◆ **SET PROBLEM**: Reproduce the items below with each occurrence of "Result" replaced by "Answer" and everything else left unchanged. Omit the pictures.

--- Begin SUPPLIED MATERIAL ---

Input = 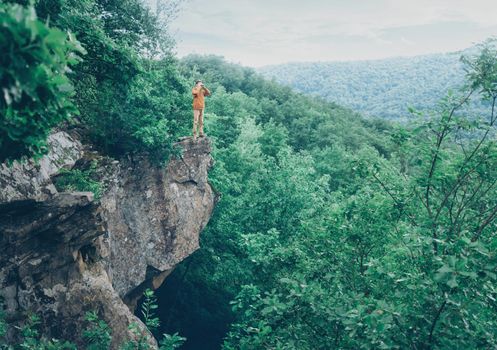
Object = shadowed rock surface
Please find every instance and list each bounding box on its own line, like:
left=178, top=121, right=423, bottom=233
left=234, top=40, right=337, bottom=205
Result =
left=0, top=132, right=216, bottom=348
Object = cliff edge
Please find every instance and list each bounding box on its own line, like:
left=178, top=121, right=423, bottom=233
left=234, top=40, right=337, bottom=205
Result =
left=0, top=132, right=216, bottom=348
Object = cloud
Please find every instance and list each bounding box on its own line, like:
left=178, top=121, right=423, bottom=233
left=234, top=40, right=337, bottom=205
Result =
left=164, top=0, right=497, bottom=66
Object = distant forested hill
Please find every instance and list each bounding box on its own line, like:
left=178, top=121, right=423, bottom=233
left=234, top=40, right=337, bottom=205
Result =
left=259, top=49, right=486, bottom=119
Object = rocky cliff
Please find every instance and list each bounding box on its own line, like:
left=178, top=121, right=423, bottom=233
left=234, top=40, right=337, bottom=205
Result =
left=0, top=132, right=216, bottom=348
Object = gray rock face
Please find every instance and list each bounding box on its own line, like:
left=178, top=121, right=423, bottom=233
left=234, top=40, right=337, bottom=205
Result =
left=0, top=131, right=83, bottom=203
left=0, top=133, right=216, bottom=348
left=101, top=138, right=215, bottom=306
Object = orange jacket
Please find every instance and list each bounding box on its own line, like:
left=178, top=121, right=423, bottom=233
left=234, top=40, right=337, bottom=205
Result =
left=192, top=86, right=211, bottom=109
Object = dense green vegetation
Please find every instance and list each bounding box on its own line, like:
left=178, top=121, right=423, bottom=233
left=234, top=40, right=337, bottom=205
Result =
left=159, top=44, right=497, bottom=349
left=258, top=48, right=485, bottom=121
left=0, top=3, right=85, bottom=162
left=0, top=0, right=497, bottom=350
left=0, top=0, right=191, bottom=160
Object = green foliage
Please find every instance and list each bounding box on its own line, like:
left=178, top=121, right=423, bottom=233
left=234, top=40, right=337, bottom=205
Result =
left=0, top=4, right=85, bottom=162
left=159, top=333, right=186, bottom=350
left=141, top=289, right=160, bottom=331
left=82, top=311, right=112, bottom=350
left=0, top=302, right=7, bottom=349
left=55, top=161, right=104, bottom=200
left=258, top=47, right=485, bottom=121
left=159, top=42, right=497, bottom=349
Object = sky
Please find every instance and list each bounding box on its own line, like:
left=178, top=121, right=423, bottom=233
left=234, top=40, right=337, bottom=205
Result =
left=156, top=0, right=497, bottom=67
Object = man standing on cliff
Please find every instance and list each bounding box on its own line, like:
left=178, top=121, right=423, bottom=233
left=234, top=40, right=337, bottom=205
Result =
left=192, top=80, right=211, bottom=140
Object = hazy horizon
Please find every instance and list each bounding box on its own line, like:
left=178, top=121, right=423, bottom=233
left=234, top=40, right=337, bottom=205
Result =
left=148, top=0, right=497, bottom=67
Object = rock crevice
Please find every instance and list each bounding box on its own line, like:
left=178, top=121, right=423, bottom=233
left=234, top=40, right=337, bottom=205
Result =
left=0, top=132, right=216, bottom=348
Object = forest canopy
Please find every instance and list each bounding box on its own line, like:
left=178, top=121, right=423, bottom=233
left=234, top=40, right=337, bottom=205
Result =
left=0, top=0, right=497, bottom=350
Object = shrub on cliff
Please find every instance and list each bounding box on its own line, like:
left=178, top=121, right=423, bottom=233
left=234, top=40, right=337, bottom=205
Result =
left=0, top=4, right=84, bottom=162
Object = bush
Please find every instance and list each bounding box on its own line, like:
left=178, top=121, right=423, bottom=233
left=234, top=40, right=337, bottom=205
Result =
left=0, top=4, right=85, bottom=162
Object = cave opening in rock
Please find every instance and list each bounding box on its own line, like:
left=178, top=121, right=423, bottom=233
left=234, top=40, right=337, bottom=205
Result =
left=135, top=250, right=232, bottom=350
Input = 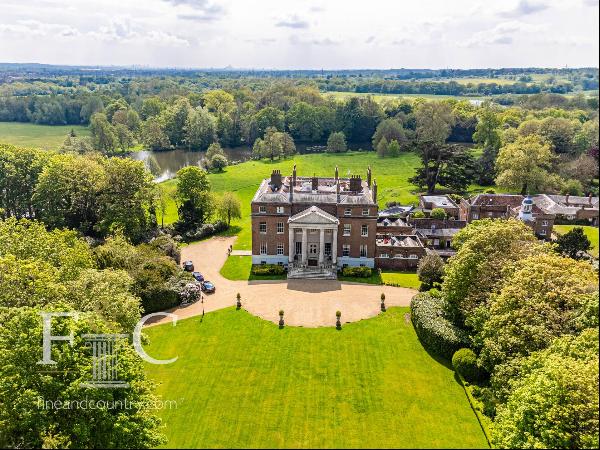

--- End SUPPLIED MATERIAL ---

◆ **SOLVED PROBLEM**:
Input = 
Object = shadowed rock surface
Please find every instance and list each bounding box on its own line, like:
left=178, top=121, right=423, bottom=233
left=234, top=40, right=337, bottom=205
Answer =
left=0, top=132, right=216, bottom=348
Object = cliff edge
Please find every instance and list each bounding box on its own line, like:
left=178, top=121, right=423, bottom=233
left=234, top=40, right=337, bottom=205
Answer =
left=0, top=132, right=216, bottom=348
Object = cloud
Please find every instance and list each bounding box on its own line, like:
left=178, top=121, right=423, bottom=233
left=234, top=40, right=337, bottom=205
Answer =
left=164, top=0, right=497, bottom=66
Object = distant forested hill
Please find every instance and list each bounding box on its own line, like:
left=178, top=121, right=423, bottom=233
left=234, top=40, right=337, bottom=205
Answer =
left=259, top=49, right=486, bottom=119
Object = rocky cliff
Please find every instance and list each bounding box on its own line, like:
left=178, top=121, right=423, bottom=233
left=234, top=40, right=337, bottom=205
Answer =
left=0, top=132, right=216, bottom=348
Object = gray rock face
Please find every instance and list each bounding box on its own line, like:
left=178, top=121, right=423, bottom=233
left=234, top=40, right=337, bottom=205
Answer =
left=0, top=131, right=83, bottom=203
left=0, top=133, right=216, bottom=348
left=101, top=138, right=215, bottom=306
Object = orange jacket
Please find every instance and list each bounding box on its own line, like:
left=178, top=121, right=423, bottom=233
left=234, top=40, right=337, bottom=205
Answer =
left=192, top=86, right=211, bottom=109
Object = dense green vegetation
Please find every instance and list each bounding box on its own line, like:
left=178, top=121, right=423, bottom=233
left=234, top=40, right=337, bottom=205
Answer =
left=159, top=44, right=497, bottom=349
left=258, top=48, right=485, bottom=121
left=0, top=3, right=85, bottom=162
left=0, top=0, right=497, bottom=350
left=0, top=0, right=191, bottom=160
Object = green foliage
Please find every instance and list each bounding box on its own line, like:
left=178, top=121, right=423, bottom=233
left=234, top=40, right=337, bottom=205
Answer =
left=0, top=4, right=85, bottom=162
left=159, top=333, right=186, bottom=350
left=141, top=289, right=160, bottom=331
left=82, top=311, right=112, bottom=350
left=0, top=302, right=7, bottom=349
left=55, top=161, right=104, bottom=200
left=258, top=47, right=485, bottom=121
left=159, top=42, right=497, bottom=349
Object = sky
Please find every instance and list each bounding box on its own line, like:
left=178, top=121, right=423, bottom=233
left=234, top=40, right=337, bottom=205
Answer =
left=156, top=0, right=497, bottom=67
Object = man standing on cliff
Please find every instance and list each bounding box on its own line, like:
left=178, top=121, right=423, bottom=233
left=234, top=40, right=337, bottom=205
Answer =
left=192, top=80, right=211, bottom=140
Object = hazy horizon
Please find every instance and list each bounding box on its own line, like:
left=178, top=121, right=423, bottom=233
left=234, top=40, right=337, bottom=205
Answer =
left=148, top=0, right=497, bottom=67
Object = rock crevice
Please find every instance and list each bounding box on its own line, like:
left=178, top=121, right=423, bottom=233
left=234, top=40, right=337, bottom=205
Answer =
left=0, top=132, right=216, bottom=348
Object = forest canopy
Please find every instance and list each bounding box on its own line, like:
left=178, top=121, right=423, bottom=233
left=234, top=40, right=337, bottom=205
Answer =
left=0, top=0, right=497, bottom=350
Object = shrub on cliff
Please find every instance and list each bounding box on its own line, like:
left=178, top=121, right=423, bottom=233
left=234, top=40, right=337, bottom=205
Answer =
left=0, top=4, right=84, bottom=162
Object = bush
Please find every instance and list each bounding box on its own line, like:
left=178, top=121, right=423, bottom=233
left=234, top=40, right=337, bottom=205
Answer =
left=0, top=4, right=85, bottom=162
Object = cave opening in rock
Please find every instance and list each bounding box on its own line, like:
left=178, top=121, right=423, bottom=233
left=234, top=40, right=337, bottom=205
Answer =
left=135, top=250, right=232, bottom=350
Input = 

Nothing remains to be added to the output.